RECORDS FOR THE EXERCISE>
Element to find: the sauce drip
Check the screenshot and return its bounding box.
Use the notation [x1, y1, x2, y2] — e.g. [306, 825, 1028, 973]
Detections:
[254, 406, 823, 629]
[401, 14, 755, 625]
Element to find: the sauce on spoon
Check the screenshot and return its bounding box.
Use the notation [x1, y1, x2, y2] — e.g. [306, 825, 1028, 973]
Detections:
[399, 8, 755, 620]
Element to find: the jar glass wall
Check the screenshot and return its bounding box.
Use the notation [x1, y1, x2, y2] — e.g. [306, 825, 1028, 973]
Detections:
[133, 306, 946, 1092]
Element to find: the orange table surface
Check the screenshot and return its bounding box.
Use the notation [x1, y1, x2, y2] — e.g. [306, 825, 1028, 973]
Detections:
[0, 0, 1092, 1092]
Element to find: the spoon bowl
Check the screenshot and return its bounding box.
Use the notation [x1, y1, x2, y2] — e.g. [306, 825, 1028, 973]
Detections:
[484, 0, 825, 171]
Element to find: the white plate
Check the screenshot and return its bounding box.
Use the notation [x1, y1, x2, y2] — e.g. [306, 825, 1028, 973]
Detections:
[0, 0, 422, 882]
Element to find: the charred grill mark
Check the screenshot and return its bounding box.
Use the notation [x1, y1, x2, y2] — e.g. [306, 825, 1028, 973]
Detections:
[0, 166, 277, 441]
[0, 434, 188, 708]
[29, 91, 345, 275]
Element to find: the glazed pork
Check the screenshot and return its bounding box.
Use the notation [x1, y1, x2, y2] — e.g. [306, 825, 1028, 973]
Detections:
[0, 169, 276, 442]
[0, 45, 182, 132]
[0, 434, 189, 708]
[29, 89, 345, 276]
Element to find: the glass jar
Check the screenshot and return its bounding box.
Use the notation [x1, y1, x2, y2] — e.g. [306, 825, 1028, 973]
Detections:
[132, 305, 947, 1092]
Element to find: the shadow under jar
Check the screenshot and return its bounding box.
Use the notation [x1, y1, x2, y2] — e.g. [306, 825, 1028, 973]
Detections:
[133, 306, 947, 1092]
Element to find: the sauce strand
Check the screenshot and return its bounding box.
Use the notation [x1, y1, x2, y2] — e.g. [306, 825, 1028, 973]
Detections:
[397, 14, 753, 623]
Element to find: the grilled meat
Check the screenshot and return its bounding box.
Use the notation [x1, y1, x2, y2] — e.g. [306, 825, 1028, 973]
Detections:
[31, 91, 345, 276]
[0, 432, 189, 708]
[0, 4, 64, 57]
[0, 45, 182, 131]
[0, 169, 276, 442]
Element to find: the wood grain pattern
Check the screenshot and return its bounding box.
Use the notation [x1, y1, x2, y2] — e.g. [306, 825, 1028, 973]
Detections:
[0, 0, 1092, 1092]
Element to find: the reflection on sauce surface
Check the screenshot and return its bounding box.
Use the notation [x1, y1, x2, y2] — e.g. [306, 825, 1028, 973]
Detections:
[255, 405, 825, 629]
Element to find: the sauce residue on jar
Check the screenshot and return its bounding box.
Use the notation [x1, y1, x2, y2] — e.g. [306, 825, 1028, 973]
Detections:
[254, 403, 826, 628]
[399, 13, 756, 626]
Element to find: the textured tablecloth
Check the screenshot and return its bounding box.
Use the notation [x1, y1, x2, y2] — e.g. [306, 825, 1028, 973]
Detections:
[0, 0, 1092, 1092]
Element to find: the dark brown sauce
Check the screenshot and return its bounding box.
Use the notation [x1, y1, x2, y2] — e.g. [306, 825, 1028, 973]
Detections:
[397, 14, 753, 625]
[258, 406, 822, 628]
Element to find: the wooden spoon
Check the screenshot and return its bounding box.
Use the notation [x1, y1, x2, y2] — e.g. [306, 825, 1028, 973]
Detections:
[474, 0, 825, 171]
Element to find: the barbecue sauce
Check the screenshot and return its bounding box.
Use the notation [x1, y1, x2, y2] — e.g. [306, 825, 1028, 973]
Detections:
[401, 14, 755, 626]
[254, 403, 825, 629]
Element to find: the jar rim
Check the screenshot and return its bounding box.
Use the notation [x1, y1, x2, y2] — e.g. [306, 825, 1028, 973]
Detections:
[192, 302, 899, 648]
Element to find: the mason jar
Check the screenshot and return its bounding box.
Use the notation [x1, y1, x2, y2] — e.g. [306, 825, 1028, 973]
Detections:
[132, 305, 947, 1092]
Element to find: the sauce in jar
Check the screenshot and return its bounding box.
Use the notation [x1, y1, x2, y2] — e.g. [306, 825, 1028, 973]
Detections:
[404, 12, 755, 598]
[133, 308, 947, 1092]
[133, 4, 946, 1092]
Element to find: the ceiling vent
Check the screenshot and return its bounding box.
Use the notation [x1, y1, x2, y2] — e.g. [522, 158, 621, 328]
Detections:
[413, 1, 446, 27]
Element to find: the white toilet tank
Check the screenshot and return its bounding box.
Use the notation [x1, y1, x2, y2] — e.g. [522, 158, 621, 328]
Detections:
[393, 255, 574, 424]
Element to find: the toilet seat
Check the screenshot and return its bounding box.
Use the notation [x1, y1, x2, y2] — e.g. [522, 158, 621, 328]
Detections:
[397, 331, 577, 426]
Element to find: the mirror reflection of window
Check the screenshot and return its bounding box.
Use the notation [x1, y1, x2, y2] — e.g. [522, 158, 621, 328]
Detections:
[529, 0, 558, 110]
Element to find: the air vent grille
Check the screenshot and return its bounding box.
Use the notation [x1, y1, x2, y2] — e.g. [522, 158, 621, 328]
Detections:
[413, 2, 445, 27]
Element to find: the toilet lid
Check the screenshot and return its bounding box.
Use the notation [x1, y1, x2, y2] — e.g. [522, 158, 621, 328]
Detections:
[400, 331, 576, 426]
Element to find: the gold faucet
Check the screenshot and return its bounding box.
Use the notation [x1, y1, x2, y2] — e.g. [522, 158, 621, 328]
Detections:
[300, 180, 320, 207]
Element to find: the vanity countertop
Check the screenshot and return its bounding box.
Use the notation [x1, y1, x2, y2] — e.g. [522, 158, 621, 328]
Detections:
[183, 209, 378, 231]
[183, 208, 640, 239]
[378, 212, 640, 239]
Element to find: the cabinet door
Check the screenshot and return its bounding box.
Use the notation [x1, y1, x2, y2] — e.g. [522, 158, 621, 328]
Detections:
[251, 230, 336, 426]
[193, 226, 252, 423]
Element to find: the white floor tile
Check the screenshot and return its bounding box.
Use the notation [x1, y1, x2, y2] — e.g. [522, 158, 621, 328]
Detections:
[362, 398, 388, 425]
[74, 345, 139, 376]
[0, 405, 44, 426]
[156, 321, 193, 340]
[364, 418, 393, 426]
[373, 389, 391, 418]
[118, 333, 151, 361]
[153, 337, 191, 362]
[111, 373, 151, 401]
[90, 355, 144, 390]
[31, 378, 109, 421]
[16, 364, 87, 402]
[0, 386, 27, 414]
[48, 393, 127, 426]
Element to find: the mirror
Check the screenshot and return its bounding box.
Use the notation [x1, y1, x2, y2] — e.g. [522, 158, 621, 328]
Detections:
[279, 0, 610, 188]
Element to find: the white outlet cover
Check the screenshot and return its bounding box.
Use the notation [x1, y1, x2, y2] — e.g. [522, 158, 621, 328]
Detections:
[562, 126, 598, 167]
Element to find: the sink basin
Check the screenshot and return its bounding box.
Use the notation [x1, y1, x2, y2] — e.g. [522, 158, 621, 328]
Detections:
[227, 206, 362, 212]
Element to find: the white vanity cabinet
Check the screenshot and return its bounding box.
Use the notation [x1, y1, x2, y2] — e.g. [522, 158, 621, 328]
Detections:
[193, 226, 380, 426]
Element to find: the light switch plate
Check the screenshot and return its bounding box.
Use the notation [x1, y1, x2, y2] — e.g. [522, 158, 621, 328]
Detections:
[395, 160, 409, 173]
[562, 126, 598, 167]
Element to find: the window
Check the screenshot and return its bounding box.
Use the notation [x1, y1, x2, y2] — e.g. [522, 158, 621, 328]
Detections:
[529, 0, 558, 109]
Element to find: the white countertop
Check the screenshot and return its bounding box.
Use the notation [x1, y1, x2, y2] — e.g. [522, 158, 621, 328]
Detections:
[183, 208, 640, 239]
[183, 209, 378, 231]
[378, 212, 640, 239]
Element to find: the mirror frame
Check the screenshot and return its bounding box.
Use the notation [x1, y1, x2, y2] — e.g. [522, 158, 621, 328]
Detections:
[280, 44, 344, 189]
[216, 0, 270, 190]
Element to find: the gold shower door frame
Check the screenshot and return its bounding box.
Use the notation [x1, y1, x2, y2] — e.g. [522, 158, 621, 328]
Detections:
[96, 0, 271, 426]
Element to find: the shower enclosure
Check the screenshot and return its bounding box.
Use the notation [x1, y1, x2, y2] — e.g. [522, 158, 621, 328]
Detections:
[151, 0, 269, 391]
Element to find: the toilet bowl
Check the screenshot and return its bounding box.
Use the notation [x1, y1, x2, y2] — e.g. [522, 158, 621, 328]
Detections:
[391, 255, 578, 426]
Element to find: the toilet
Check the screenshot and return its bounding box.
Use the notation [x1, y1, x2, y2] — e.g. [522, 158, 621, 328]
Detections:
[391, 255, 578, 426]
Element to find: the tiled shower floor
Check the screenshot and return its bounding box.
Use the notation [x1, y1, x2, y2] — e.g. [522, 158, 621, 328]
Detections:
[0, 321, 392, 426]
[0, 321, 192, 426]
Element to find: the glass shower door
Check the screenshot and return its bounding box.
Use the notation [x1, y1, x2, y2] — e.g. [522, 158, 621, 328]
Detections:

WHAT YOU WILL DO>
Rewrite everything from the line containing "Element to find: the mirror frame" down to the line containing "[0, 321, 192, 426]", replacing "screenshot" with "view" and keeping every other character unchanged.

EXPECTED ANSWER>
Element to find: the mirror frame
Check the view and return its bounding box.
Use the notation [x1, y1, x2, y2] — e.g. [522, 158, 621, 328]
Detections:
[280, 44, 344, 189]
[216, 0, 270, 190]
Element to find: the gold shower door frame
Check the view and return its bounding box.
Use the notation [x1, y1, x2, y2] — e.g. [522, 158, 621, 328]
Detections:
[96, 0, 271, 426]
Element to find: the shower enclosure
Check the view and return its bounding box.
Use the notation [x1, y1, x2, y2] — e.g. [522, 158, 621, 328]
Detections:
[151, 0, 269, 391]
Element to find: the toilet bowl
Check the view and return its bounding box.
Use the notation [x1, y1, x2, y2] — e.g. [522, 158, 621, 328]
Detections:
[391, 255, 578, 426]
Element to find: the toilet
Check the view and return its bounding box.
Use the notation [x1, y1, x2, y2] — e.g. [522, 158, 621, 328]
Detections:
[391, 255, 578, 426]
Element to find: the tiled shower floor
Check the view and return its bounding box.
Use the notation [x1, y1, x2, y2] — e.g. [522, 158, 621, 328]
Detections:
[0, 321, 392, 426]
[0, 321, 192, 426]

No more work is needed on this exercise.